──────── Texto seleccionado ────────

No se habían encontrado nunca hasta el día que uno mató al otro.
El
adulto (50 años) portaba un estrafalario gorro Stulphut con plumas de
buitre teñidas de verde y el joven (19) una más práctica pistola
semiautomática Browning de 9mm.
Sus vidas eran tan distintas que
parecían habitantes de diferentes planetas y nada parecía predisponerles
a convertirse en la insólita pareja que iba a abrir uno de los bailes
más macabros de la Historia. Gavrilo Princip, un humilde, pobrísimo
estudiante serbobosnio, frustrado poeta, tirador novel, y Francisco
Fernando, el archiduque heredero del imperio austrohúngaro y uno de los
hombres más ricos del mundo, cazador experimentado y famoso por su
puntería, coincidieron unos fulgurantes y sangrientos segundos aquel
soleado domingo 28 de junio de 1914 en Sarajevo para volver a separarse
para siempre.
No hubo más oportunidad: el archiduque resultó muerto a
raíz de aquello –con un balazo afortunadísimo (no para él) que le
destrozó la yugular- y el debutante (y mayúsculamente exitoso)

────────

Problema planteado a:
Cita del texto sobre Sarajevo el pasaje que va de "No se habían" a "Browning de 9mm.", ambos incluidos.
Las entradas no guardan ninguna relación con el texto sobre Sarajevo.

──────── Material extraído ────────

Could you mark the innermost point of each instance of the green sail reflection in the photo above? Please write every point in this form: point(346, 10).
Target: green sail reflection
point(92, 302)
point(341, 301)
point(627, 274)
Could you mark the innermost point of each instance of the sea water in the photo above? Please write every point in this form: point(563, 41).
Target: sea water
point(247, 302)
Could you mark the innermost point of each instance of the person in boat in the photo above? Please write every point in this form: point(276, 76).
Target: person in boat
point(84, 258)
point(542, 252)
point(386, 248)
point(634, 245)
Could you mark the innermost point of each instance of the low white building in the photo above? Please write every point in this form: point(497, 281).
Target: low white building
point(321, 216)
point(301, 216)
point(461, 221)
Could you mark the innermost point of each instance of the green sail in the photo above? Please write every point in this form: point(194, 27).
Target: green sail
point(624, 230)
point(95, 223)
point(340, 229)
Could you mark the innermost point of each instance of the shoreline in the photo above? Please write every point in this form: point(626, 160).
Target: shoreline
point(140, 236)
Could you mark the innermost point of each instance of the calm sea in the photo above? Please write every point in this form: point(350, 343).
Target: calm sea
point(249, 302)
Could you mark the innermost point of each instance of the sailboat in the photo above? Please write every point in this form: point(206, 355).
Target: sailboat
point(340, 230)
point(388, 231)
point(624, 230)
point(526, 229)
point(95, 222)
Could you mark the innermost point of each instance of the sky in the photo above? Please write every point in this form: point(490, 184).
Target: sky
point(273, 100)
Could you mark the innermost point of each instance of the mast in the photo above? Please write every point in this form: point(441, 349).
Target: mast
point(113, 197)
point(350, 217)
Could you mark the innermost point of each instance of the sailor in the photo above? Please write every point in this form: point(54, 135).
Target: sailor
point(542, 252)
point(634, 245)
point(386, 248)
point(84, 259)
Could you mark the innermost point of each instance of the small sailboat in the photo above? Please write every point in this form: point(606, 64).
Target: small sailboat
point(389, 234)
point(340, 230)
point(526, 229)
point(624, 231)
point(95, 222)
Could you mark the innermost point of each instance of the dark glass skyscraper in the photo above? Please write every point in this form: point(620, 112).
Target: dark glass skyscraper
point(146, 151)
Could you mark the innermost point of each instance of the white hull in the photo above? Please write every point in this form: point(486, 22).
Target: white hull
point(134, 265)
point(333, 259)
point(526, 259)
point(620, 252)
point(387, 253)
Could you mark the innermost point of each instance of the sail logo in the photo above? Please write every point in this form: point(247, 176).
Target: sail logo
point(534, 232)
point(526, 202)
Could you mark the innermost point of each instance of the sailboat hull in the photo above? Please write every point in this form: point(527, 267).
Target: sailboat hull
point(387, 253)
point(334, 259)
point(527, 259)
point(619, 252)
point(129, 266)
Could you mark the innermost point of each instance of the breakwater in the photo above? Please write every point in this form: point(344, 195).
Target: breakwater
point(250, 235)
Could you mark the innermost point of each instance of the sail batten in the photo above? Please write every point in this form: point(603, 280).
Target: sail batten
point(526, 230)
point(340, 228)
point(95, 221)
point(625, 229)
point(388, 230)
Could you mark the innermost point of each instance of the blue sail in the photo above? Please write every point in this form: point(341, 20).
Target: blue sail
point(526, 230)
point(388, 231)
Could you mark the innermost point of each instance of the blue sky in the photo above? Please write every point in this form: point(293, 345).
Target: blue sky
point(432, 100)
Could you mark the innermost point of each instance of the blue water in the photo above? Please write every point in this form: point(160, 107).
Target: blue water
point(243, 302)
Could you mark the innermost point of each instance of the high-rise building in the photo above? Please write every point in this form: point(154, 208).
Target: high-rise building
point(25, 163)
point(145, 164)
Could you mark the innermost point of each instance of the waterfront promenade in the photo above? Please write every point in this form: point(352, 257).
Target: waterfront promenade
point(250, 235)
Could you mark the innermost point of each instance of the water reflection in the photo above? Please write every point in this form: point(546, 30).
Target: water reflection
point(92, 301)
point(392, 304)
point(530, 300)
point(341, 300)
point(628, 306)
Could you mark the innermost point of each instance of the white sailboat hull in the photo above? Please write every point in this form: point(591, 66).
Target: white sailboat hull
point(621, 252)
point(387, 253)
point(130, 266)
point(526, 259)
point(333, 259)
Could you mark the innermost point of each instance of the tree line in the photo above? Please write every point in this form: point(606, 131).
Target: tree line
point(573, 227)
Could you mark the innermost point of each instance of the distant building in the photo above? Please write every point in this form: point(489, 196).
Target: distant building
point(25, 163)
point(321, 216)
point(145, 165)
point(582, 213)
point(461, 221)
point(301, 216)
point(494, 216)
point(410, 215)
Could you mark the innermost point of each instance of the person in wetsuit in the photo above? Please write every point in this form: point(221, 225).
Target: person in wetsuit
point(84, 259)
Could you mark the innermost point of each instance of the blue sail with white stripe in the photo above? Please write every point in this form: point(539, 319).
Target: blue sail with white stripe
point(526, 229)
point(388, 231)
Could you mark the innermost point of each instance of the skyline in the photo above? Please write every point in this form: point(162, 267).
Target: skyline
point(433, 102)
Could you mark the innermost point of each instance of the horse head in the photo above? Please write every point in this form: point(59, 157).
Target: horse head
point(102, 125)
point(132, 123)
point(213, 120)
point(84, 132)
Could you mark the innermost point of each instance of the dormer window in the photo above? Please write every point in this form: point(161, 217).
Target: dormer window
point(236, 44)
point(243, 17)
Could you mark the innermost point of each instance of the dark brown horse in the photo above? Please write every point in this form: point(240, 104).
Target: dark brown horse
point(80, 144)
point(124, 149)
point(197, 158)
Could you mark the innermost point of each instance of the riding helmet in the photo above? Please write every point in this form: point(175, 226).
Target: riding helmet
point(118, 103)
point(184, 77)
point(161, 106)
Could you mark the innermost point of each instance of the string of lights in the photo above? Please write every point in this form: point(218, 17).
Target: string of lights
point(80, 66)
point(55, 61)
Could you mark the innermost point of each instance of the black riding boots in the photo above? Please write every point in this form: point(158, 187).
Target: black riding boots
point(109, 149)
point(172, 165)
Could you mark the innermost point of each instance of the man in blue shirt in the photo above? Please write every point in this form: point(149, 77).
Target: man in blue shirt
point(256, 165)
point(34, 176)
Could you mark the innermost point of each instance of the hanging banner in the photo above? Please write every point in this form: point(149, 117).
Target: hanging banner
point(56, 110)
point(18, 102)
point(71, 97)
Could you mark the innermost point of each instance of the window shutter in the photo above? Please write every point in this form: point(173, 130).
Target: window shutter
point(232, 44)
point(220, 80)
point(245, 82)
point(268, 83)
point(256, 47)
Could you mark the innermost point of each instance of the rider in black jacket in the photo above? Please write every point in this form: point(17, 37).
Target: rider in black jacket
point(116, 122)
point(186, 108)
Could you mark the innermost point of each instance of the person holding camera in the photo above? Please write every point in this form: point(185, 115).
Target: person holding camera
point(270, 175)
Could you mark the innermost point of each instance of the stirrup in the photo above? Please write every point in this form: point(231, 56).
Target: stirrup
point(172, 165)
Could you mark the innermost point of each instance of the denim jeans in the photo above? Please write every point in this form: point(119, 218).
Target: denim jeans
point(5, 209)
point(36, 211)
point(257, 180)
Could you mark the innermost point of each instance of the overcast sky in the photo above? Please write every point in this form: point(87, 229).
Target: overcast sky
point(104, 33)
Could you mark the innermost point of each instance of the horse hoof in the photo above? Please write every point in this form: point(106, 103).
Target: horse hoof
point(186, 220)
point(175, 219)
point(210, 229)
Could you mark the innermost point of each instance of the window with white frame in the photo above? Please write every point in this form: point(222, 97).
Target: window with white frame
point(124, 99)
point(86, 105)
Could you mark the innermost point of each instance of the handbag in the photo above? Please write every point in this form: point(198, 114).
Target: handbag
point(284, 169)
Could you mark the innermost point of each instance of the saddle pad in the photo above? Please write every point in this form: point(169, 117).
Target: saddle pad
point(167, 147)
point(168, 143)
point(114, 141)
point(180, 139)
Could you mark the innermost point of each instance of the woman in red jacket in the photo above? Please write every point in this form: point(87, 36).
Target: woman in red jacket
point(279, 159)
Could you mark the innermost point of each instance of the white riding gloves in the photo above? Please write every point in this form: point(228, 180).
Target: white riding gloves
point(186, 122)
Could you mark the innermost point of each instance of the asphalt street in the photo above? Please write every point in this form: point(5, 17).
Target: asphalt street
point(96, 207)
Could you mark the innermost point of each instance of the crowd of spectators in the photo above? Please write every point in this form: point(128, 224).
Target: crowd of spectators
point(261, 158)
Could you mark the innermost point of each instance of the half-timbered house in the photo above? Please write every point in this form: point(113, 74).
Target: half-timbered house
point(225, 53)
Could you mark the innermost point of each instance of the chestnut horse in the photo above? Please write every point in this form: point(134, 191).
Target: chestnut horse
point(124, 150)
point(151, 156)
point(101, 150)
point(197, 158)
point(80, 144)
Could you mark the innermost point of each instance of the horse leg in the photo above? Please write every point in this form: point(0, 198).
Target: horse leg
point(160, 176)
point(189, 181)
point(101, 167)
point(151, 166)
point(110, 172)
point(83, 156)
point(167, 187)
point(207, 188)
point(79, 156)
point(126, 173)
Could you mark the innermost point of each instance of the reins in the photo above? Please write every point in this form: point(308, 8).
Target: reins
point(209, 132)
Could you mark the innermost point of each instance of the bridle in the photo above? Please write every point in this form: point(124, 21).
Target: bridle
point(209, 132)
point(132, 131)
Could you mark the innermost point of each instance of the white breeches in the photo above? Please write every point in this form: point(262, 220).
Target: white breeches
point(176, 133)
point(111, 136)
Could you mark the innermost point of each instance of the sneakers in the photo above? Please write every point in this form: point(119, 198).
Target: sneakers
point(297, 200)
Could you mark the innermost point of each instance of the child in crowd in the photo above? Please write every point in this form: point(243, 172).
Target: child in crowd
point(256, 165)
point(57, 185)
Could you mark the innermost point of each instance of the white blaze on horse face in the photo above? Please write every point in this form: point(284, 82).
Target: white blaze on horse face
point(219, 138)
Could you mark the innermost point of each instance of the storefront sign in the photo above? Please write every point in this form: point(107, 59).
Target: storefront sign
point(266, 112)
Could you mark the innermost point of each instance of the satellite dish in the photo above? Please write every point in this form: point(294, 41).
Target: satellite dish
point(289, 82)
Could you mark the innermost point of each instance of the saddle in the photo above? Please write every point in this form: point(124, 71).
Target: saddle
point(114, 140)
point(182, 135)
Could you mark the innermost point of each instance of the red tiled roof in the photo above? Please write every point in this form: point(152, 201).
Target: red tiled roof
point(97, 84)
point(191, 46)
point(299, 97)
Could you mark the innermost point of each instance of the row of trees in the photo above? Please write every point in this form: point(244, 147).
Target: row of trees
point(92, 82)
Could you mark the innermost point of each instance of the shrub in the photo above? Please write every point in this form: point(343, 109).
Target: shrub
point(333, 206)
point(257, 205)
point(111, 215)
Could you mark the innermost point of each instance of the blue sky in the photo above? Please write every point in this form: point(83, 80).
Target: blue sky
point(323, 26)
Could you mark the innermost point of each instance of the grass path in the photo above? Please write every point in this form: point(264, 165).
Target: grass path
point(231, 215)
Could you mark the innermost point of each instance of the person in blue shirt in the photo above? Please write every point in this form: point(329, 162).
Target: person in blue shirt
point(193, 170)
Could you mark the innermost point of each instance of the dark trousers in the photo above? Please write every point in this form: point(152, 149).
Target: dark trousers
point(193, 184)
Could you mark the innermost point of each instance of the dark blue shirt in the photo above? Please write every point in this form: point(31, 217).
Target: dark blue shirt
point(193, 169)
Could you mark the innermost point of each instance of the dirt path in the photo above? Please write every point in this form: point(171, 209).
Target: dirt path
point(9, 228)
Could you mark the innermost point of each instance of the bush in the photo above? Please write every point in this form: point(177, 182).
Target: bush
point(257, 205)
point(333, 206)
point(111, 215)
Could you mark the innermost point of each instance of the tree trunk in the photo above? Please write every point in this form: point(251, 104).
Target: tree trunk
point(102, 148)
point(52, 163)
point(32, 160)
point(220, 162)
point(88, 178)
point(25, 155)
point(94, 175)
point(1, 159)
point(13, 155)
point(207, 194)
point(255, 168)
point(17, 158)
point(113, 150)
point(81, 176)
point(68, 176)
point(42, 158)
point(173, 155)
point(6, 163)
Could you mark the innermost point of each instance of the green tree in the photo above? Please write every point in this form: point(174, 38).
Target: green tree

────────

Problema planteado b:
Presenta como CSV de dos columnas, consulta y resultado, las entradas comprendidas entre el comienzo de las entradas y la línea que contiene "point(273, 100)", ambas incluidas. Cada texto va en la misma fila que su respuesta, cada uno en un campo entre comillas y con los saltos de línea cambiados por espacios.

Resultado del ejercicio a:
No se habían encontrado nunca hasta el día que uno mató al otro.
El
adulto (50 años) portaba un estrafalario gorro Stulphut con plumas de
buitre teñidas de verde y el joven (19) una más práctica pistola
semiautomática Browning de 9mm.

Resultado del ejercicio b:
consulta,resultado
"Could you mark the innermost point of each instance of the green sail reflection in the photo above? Please write every point in this form: point(346, 10). Target: green sail reflection","point(92, 302) point(341, 301) point(627, 274)"
"Could you mark the innermost point of each instance of the sea water in the photo above? Please write every point in this form: point(563, 41). Target: sea water","point(247, 302)"
"Could you mark the innermost point of each instance of the person in boat in the photo above? Please write every point in this form: point(276, 76). Target: person in boat","point(84, 258) point(542, 252) point(386, 248) point(634, 245)"
"Could you mark the innermost point of each instance of the low white building in the photo above? Please write every point in this form: point(497, 281). Target: low white building","point(321, 216) point(301, 216) point(461, 221)"
"Could you mark the innermost point of each instance of the green sail in the photo above? Please write every point in this form: point(194, 27). Target: green sail","point(624, 230) point(95, 223) point(340, 229)"
"Could you mark the innermost point of each instance of the shoreline in the photo above? Please write every point in this form: point(626, 160). Target: shoreline","point(140, 236)"
"Could you mark the innermost point of each instance of the calm sea in the photo above? Please write every point in this form: point(350, 343). Target: calm sea","point(249, 302)"
"Could you mark the innermost point of each instance of the sailboat in the photo above? Please write every point in this form: point(206, 355). Target: sailboat","point(340, 230) point(388, 231) point(624, 230) point(526, 229) point(95, 222)"
"Could you mark the innermost point of each instance of the sky in the photo above? Please write every point in this form: point(490, 184). Target: sky","point(273, 100)"